***** Material for this exercise

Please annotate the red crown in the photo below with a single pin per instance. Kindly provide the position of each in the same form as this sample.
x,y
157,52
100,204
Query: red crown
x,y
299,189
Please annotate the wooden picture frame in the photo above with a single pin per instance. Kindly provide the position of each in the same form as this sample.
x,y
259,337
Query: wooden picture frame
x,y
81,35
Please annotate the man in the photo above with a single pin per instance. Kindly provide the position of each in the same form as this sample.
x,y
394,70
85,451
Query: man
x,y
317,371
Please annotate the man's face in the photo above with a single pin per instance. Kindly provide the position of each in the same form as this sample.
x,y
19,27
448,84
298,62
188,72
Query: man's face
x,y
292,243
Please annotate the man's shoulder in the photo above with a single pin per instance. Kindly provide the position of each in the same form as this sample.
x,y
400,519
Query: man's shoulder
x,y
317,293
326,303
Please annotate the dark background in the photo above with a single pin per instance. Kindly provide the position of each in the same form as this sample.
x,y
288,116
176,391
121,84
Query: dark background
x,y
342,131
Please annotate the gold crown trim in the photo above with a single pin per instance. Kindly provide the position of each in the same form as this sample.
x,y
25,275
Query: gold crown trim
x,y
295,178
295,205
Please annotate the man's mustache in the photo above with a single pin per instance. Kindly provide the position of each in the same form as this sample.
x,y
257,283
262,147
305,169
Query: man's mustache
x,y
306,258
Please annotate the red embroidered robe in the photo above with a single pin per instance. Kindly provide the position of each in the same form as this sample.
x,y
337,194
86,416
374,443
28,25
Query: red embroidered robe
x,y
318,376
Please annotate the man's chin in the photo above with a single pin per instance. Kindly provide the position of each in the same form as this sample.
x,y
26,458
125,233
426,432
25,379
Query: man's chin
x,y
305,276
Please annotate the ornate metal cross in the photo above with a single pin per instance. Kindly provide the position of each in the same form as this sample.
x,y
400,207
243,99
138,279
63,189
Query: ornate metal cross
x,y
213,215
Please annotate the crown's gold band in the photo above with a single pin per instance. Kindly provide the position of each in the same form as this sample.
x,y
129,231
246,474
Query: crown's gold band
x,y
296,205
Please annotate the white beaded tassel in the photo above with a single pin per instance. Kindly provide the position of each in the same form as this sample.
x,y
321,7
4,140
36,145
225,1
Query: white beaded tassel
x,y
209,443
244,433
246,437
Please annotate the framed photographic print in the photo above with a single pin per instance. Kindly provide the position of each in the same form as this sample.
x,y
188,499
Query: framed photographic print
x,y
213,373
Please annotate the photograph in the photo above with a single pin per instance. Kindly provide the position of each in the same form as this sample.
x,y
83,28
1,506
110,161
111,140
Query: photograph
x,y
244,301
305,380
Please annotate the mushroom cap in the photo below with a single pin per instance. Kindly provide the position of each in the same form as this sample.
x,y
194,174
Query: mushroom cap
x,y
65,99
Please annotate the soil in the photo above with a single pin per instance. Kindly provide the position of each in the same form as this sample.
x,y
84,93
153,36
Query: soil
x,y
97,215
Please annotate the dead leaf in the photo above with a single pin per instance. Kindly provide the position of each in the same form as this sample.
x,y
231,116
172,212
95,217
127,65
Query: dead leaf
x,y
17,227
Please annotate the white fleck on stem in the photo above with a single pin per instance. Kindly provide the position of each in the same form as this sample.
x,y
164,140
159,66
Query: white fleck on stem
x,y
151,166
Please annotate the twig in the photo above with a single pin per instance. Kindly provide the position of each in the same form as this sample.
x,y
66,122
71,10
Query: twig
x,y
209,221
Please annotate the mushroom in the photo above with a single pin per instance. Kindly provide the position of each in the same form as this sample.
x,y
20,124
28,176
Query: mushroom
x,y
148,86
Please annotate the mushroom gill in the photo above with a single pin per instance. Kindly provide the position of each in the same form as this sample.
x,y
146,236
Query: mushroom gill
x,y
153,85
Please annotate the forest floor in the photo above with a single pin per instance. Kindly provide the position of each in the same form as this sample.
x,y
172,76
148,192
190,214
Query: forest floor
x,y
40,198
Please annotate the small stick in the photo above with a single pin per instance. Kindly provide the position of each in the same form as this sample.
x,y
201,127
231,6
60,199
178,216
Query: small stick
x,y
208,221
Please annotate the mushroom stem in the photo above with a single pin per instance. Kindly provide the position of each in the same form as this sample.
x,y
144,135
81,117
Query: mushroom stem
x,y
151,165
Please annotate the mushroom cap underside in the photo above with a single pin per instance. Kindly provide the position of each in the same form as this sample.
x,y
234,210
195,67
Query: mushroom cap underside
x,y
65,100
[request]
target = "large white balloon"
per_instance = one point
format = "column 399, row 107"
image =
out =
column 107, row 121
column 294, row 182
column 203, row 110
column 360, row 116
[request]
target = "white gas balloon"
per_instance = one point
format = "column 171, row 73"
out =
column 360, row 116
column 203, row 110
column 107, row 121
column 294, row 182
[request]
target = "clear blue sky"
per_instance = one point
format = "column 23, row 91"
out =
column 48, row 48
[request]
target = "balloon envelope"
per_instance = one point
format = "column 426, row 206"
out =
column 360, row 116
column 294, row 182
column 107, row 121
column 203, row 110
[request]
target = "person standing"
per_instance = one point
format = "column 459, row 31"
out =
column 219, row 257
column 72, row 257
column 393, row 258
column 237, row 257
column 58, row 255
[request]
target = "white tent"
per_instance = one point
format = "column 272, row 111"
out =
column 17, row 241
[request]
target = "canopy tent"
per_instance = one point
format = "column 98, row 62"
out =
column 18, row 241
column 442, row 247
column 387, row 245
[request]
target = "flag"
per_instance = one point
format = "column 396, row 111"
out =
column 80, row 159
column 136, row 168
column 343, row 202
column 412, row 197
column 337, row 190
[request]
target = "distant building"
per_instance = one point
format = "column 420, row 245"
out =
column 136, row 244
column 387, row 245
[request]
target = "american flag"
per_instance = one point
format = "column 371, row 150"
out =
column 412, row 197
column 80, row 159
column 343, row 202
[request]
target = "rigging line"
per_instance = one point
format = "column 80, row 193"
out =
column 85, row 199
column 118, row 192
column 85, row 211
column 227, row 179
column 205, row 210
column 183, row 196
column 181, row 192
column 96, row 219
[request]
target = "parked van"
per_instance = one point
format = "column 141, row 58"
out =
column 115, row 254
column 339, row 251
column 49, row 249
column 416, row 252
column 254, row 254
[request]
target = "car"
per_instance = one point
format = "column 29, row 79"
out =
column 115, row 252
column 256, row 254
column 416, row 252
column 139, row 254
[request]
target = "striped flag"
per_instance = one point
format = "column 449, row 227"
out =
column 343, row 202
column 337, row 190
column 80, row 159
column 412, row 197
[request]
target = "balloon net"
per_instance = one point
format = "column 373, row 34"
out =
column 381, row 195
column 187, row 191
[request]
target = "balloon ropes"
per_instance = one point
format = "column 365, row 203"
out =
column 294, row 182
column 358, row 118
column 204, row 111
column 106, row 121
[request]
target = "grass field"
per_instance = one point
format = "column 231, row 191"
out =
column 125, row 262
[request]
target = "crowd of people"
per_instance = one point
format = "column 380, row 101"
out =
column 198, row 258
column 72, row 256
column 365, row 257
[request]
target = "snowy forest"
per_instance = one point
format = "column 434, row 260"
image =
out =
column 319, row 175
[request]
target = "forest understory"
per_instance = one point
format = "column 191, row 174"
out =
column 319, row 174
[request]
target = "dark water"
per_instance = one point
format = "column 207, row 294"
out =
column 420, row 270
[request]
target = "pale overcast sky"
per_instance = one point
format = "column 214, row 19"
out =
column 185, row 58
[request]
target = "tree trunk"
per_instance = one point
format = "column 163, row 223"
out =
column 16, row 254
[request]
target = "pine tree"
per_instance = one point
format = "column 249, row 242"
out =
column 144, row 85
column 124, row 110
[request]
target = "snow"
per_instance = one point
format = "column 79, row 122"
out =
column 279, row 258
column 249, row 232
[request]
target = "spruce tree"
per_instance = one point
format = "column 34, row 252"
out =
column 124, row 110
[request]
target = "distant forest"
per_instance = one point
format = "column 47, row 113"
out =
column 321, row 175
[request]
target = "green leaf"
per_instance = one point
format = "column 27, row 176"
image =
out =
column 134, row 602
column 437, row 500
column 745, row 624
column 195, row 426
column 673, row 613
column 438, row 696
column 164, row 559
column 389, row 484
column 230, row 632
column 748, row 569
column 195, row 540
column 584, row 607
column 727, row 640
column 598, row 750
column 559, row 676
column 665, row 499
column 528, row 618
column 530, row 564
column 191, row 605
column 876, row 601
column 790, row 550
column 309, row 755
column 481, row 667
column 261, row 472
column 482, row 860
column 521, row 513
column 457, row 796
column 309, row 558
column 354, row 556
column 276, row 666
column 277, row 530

**********

#### [To be done]
Extract every line of the material above that contains the string "beaded". Case counts.

#### [Written solution]
Please annotate the white beaded tassel in the photo above with a single pin per instance. Kindly provide the position of each in the same form as this sample.
Query: white beaded tassel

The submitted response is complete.